**Исходный отрывок**
══════════

Трудно передать выражение глаз Гингера. В них была мягкая насмешка и за ней что-то очень далекое и неопределенное.

– Это все ваше душевное богатство? Больше у вас нет ничего по отношению к этому человеку?

– Кажется, нет, милый друг, – сказал я. – А у вас?

– Презрение к нему вещь понятная, – сказал он, – хотя, вероятно, никого не надо презирать. Но я по отношению к нему испытываю еще жалость.

– Вы знаете, почему я буддист? – спросил он меня однажды. – Меня всегда привлекало это непрекращающееся пантеистическое движение, это понимание того, что ничто не важно и что важно все, этот синтез отрицания и утверждения, который дает нам единственную возможность гармонического видения мира. Собственно, не мира, а миров, которые возникают, исчезают, появляются вновь в преображенном виде, и время – это только бессильный свидетель их бесконечного смещения. Я верю, что ничто не исчезнет бесследно. И если бы я в это не верил, если бы лучшие вещи в нашей жизни были обречены на безвозвратную гибель, было бы слишком трудно, слишком тягостно жить, вы не думаете?

Потом, перейдя на свой обычный шутливый тон, он прибавил:

– Меня удивляет, что вы об этом не думали, и что вы сами не чувствуете себя в какой-то степени буддистом. Вы же все-таки считаете себя человеком полуинтеллигентным, и мы с вами почти одновременно были в университете.

══════════

**Список заданий**
1/ Перепишите из отрывка без изменений всё от слов «Трудно передать выражение» вплоть до слов «я. – А у вас?».
2/ Ответьте по отрывку на вопросы:
(а) Какое чувство, кроме презрения, Гингер испытывает по отношению к этому человеку?
(б) Последователем какого учения называет себя Гингер?
(в) Чем, по словам Гингера, является время?

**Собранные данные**
══════════

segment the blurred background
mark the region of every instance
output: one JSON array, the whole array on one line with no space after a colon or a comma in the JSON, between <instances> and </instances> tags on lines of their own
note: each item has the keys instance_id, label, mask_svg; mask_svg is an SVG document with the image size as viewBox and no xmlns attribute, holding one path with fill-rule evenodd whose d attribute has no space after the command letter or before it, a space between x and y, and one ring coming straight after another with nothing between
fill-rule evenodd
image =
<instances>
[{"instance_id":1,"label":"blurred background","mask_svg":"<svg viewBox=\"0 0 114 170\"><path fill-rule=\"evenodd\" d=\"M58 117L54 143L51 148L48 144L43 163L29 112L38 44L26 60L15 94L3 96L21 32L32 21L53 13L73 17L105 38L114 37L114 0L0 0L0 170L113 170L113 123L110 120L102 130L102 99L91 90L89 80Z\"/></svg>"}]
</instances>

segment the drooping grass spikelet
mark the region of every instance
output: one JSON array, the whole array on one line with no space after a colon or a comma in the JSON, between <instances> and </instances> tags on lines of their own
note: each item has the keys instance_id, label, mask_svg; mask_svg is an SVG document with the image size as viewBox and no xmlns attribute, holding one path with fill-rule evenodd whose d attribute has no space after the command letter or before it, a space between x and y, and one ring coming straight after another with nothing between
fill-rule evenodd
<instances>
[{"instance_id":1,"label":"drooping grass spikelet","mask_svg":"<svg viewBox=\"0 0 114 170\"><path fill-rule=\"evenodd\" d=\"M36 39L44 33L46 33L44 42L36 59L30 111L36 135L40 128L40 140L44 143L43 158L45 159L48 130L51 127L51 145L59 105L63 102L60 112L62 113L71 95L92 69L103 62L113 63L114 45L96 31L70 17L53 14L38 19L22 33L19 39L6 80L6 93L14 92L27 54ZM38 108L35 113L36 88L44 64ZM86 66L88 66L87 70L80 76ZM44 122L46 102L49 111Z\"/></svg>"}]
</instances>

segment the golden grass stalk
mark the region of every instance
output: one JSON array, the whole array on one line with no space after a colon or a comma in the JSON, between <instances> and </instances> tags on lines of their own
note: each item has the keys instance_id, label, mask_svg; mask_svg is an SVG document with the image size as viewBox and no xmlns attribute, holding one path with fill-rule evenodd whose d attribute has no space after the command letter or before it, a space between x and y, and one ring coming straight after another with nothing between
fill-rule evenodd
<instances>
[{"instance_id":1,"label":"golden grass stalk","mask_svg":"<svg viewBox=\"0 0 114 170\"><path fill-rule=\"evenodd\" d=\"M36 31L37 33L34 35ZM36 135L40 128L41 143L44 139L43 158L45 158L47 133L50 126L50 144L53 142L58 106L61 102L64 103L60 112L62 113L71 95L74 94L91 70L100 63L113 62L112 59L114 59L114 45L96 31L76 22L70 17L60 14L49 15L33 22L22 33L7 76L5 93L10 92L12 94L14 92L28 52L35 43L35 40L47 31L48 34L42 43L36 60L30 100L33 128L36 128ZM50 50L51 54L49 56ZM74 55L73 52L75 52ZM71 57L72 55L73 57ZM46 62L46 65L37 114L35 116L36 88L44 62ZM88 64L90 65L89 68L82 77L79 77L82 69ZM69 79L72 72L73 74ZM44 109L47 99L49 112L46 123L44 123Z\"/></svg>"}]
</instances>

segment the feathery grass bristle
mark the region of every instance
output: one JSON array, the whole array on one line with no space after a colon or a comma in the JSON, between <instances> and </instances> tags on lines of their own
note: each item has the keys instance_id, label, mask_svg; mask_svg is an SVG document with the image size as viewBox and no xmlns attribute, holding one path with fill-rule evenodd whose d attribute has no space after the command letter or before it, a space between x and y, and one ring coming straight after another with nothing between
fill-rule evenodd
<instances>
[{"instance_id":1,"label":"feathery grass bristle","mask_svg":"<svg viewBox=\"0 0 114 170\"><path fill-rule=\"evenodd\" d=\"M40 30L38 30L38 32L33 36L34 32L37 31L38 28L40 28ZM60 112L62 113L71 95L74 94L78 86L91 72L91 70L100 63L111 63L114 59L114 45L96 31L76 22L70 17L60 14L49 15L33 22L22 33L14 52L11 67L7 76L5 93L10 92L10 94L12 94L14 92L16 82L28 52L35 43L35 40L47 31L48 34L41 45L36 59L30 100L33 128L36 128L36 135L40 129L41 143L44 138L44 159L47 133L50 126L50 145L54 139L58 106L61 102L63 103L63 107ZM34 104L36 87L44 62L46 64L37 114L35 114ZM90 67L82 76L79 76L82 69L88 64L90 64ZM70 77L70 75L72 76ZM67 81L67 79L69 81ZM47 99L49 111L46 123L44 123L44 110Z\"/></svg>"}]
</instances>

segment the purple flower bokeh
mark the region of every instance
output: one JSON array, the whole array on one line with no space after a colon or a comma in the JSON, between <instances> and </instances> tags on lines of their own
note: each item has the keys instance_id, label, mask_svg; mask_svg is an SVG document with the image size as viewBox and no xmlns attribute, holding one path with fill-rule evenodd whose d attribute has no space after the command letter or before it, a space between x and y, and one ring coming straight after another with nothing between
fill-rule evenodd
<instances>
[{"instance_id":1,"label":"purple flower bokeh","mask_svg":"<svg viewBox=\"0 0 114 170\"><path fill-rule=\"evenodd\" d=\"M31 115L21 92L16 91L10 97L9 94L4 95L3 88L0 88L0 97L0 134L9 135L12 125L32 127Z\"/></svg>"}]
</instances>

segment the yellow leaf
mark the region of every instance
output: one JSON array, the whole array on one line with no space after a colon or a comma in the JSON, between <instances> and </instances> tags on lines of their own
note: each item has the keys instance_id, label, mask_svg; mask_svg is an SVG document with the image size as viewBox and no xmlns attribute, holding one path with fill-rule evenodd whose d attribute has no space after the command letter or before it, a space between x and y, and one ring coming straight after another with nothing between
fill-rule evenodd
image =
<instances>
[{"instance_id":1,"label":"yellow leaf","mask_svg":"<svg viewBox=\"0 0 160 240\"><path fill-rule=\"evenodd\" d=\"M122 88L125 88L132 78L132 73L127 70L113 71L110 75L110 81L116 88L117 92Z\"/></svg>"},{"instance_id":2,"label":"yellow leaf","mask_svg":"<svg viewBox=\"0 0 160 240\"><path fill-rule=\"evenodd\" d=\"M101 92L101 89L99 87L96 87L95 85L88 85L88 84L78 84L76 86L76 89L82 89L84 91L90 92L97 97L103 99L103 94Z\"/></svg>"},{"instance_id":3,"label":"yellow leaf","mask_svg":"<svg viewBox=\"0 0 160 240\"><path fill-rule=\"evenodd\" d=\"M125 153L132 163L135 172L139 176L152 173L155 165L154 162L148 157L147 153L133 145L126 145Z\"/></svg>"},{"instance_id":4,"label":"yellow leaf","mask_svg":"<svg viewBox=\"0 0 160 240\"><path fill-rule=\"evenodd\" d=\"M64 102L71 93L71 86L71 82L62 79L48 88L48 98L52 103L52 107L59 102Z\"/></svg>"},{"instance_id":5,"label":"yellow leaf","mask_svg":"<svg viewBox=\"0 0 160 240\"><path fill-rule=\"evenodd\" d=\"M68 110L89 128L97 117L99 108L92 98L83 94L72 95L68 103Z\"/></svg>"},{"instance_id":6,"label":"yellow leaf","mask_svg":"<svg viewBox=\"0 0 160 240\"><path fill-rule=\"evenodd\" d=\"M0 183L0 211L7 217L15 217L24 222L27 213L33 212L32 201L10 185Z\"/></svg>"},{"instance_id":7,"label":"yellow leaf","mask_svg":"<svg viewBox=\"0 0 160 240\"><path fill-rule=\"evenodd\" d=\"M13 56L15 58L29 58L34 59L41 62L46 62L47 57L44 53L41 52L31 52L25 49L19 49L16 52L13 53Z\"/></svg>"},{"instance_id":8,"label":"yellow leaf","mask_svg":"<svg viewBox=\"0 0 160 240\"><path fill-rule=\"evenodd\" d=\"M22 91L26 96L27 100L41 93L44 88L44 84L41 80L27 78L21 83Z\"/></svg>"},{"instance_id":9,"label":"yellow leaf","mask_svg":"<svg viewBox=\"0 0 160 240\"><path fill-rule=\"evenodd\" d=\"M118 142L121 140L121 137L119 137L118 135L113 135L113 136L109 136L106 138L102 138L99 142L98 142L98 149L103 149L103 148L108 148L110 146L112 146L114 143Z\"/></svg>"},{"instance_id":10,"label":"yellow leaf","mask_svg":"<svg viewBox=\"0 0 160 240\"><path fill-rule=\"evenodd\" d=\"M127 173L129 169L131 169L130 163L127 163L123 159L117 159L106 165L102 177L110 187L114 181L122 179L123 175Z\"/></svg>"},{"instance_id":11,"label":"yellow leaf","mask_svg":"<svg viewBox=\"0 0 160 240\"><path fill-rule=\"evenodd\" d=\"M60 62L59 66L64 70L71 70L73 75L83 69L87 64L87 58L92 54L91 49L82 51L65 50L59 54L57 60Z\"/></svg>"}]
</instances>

══════════

**Ответы**
1/
Трудно передать выражение глаз Гингера. В них была мягкая насмешка и за ней что-то очень далекое и неопределенное.

– Это все ваше душевное богатство? Больше у вас нет ничего по отношению к этому человеку?

– Кажется, нет, милый друг, – сказал я. – А у вас?

2/
(а) Жалость.
(б) Буддизма: он называет себя буддистом.
(в) Только бессильным свидетелем бесконечного смещения миров.